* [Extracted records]
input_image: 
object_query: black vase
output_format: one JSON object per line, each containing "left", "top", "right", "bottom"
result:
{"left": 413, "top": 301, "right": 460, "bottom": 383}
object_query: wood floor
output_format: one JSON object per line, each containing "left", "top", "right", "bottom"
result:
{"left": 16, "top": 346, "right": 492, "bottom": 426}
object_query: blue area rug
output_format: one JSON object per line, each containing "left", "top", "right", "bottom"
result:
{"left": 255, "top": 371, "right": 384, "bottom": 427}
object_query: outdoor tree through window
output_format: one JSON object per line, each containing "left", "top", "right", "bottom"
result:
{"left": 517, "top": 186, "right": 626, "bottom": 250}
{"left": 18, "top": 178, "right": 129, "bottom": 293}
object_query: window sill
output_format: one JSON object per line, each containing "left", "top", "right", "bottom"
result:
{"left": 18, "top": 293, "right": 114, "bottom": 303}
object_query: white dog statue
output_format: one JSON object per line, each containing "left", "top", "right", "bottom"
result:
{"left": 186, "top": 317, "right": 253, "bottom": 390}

* [WORK REQUEST] The full set of records is to be written out once more, word for word.

* [EXERCISE RESULT]
input_image: 
object_query: black vase
output_format: one JSON object per line, each containing "left", "top", "right", "bottom"
result:
{"left": 413, "top": 301, "right": 460, "bottom": 383}
object_query: wood floor
output_format: one JSON object per line, each containing "left", "top", "right", "bottom"
result:
{"left": 16, "top": 346, "right": 492, "bottom": 426}
object_query: blue area rug
output_format: one JSON object per line, each containing "left", "top", "right", "bottom"
result:
{"left": 255, "top": 371, "right": 384, "bottom": 427}
object_query: outdoor tree through window
output_format: one JSON object per line, each containing "left", "top", "right", "bottom"
result:
{"left": 517, "top": 186, "right": 626, "bottom": 250}
{"left": 18, "top": 178, "right": 129, "bottom": 293}
object_query: window sill
output_format: one JSON object per line, each containing "left", "top", "right", "bottom"
result:
{"left": 18, "top": 293, "right": 114, "bottom": 303}
object_query: white dog statue
output_format: one JSON object per line, each containing "left", "top", "right", "bottom"
result:
{"left": 186, "top": 317, "right": 253, "bottom": 390}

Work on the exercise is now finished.